>> Begin

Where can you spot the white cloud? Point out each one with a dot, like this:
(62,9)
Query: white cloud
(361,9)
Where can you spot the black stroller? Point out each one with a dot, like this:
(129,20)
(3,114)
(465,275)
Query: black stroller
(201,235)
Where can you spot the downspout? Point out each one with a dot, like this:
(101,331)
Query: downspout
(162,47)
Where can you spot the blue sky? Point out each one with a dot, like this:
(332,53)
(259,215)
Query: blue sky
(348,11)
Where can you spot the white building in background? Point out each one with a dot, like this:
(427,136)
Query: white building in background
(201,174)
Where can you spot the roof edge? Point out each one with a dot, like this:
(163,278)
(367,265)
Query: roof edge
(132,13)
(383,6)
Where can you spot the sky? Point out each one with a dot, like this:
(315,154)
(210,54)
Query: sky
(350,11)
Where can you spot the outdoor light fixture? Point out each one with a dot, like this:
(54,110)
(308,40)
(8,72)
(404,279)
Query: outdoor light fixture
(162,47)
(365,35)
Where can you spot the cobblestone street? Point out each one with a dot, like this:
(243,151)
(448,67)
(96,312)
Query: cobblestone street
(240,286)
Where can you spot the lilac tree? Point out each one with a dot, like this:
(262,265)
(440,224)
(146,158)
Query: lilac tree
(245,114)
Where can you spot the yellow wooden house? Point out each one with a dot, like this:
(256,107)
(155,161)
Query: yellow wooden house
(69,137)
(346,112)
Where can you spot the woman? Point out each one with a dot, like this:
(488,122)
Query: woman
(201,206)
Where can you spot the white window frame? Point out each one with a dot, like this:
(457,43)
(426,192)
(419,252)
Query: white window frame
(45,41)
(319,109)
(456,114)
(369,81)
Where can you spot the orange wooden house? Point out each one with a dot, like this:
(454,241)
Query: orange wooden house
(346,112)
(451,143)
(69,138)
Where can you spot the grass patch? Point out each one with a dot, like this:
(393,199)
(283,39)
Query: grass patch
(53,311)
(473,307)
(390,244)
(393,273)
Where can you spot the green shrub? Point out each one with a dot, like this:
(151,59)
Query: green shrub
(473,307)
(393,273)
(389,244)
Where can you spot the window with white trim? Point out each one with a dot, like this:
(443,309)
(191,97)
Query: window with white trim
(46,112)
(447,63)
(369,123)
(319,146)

>> End

§ **What you will do**: Update the stretch of the listing from the line containing "Where can you spot the green" through the end of the listing, replacing "green shrub" with "green bush" and leaving everything else unchanged. Give back only those lines.

§ **Reply**:
Where can you spot the green bush? Point out each one with a dot, like this:
(151,59)
Query: green bush
(473,307)
(393,273)
(389,244)
Where can you spot the window with white trim? Point out each one with a dot, like this:
(443,309)
(191,97)
Query: window with white trim
(46,112)
(447,63)
(369,123)
(319,146)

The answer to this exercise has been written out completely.